# START OF Provided entries
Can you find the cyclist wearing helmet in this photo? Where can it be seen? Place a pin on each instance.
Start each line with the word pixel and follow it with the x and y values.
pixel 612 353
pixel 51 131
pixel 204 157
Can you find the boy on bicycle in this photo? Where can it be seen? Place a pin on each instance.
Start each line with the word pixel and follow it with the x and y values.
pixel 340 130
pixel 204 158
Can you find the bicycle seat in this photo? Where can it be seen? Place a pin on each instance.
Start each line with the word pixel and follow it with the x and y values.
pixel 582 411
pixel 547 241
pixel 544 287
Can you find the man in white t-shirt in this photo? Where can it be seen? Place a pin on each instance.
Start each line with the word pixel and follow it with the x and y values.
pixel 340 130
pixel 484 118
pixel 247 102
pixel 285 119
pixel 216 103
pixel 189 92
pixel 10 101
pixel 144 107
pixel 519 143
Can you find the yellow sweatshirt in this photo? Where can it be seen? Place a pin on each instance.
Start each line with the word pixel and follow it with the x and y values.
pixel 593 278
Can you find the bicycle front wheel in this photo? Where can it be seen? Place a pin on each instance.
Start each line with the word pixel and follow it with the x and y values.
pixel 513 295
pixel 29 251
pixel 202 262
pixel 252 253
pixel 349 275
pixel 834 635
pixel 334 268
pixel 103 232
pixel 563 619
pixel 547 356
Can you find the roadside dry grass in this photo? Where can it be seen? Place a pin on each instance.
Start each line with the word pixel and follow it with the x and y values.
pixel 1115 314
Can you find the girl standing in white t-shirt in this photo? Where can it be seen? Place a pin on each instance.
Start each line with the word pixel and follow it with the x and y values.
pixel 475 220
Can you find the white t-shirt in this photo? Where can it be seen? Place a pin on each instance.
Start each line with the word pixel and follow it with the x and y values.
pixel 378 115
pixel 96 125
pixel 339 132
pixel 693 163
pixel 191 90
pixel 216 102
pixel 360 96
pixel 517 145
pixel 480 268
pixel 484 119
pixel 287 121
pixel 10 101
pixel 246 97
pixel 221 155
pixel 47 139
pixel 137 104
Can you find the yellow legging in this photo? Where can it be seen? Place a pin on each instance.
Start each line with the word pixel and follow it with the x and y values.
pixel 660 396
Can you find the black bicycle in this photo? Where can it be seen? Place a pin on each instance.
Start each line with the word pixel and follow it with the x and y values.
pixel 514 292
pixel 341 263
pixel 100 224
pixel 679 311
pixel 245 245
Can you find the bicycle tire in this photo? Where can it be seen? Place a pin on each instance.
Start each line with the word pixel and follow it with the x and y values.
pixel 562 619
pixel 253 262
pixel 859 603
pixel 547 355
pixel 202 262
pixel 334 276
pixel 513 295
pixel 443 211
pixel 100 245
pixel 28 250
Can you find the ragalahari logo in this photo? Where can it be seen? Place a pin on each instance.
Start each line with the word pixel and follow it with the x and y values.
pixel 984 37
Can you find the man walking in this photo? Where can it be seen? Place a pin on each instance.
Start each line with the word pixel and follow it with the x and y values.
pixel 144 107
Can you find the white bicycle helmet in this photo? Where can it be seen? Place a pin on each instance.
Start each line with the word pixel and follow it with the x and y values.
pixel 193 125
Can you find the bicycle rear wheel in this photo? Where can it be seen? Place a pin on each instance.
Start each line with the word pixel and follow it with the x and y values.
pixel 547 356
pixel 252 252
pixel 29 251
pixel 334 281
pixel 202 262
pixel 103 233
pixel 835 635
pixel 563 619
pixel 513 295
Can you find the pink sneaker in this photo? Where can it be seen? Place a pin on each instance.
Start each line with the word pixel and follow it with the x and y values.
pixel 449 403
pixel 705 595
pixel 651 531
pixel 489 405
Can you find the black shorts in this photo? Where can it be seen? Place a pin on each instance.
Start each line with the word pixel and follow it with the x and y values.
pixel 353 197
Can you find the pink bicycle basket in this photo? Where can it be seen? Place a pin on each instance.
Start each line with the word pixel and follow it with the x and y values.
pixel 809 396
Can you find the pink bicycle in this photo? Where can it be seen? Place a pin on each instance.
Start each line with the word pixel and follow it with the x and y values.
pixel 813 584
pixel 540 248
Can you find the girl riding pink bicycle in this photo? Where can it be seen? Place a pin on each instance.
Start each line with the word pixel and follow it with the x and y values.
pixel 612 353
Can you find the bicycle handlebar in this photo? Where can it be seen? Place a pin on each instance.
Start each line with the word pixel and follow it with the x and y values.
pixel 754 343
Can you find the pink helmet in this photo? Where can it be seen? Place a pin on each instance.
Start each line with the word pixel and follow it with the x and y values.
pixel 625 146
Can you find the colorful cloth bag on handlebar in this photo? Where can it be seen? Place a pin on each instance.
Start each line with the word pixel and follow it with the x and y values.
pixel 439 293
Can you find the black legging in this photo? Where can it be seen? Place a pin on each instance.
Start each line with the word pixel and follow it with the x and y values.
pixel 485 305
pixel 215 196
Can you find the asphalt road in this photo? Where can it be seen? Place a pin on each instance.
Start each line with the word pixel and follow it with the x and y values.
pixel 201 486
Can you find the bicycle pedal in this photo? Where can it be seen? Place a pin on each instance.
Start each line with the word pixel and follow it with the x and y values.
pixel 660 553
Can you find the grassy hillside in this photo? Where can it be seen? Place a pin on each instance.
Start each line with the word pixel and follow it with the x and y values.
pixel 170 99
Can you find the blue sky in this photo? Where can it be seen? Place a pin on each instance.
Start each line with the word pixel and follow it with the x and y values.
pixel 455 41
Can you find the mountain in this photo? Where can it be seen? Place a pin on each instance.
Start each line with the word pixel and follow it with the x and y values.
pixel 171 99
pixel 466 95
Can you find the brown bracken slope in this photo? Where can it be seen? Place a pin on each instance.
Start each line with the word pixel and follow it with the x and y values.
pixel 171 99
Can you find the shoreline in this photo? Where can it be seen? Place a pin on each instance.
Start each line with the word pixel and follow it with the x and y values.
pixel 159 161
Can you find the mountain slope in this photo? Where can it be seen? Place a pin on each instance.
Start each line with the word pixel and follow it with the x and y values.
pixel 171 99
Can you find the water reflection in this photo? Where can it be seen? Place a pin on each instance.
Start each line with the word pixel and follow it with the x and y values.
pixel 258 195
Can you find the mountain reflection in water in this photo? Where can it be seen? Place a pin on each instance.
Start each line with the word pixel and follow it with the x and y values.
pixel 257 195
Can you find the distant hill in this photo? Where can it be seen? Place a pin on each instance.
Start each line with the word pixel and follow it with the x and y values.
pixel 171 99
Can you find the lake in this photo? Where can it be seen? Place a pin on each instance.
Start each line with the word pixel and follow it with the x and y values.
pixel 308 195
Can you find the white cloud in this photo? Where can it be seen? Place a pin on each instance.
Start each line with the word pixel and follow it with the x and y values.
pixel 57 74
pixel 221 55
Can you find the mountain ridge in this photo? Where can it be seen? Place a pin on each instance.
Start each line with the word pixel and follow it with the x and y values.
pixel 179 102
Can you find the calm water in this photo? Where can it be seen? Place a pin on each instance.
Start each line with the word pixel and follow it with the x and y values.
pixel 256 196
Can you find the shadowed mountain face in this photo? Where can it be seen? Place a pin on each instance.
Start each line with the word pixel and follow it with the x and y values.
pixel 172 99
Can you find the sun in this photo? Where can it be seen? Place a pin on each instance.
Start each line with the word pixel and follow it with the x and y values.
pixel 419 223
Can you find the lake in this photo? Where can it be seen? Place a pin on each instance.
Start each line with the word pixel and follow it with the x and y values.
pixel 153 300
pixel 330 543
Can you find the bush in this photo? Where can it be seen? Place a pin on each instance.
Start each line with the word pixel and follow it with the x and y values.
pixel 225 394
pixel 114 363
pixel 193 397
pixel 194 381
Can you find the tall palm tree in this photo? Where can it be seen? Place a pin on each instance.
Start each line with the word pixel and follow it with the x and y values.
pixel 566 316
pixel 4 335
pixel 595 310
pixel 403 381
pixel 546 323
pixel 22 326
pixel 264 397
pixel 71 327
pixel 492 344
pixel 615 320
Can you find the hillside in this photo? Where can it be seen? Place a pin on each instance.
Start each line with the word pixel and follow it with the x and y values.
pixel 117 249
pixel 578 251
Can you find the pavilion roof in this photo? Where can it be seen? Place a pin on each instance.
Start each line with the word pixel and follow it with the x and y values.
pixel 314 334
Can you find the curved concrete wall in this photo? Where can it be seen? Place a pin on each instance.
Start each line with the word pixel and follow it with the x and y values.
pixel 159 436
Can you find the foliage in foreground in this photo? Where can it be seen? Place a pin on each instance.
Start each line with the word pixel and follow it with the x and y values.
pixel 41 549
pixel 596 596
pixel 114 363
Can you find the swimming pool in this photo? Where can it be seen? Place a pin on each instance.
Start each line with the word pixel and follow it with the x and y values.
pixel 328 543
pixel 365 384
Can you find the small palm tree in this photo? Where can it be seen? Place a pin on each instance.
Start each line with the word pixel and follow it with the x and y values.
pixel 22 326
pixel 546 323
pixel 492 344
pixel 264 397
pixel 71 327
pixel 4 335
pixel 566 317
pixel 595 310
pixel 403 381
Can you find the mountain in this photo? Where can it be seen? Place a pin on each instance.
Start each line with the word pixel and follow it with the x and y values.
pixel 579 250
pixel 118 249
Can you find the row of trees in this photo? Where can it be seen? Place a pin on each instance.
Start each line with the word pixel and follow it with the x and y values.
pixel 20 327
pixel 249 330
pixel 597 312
# END OF Provided entries
_Set exercise_: Write out only the final block of lines, starting at the line with "Can you find the small" and running to the end of the material.

_The solution_:
Can you find the small palm tree in this photo? Where can it be seen? Place a pin on each instance.
Start each line with the word pixel and follow it with the x and y values.
pixel 22 326
pixel 546 323
pixel 492 344
pixel 264 397
pixel 71 327
pixel 4 335
pixel 566 317
pixel 595 310
pixel 403 381
Can you find the mountain in this photo? Where can it be seen? Place a pin on each instance.
Start each line with the word pixel and follow it with the x and y values.
pixel 579 250
pixel 118 249
Can you find the row of trees in this photo? Where can it be seen? Place a pin on each instance.
Start each line with the word pixel and follow it with the x and y values.
pixel 20 327
pixel 249 330
pixel 597 312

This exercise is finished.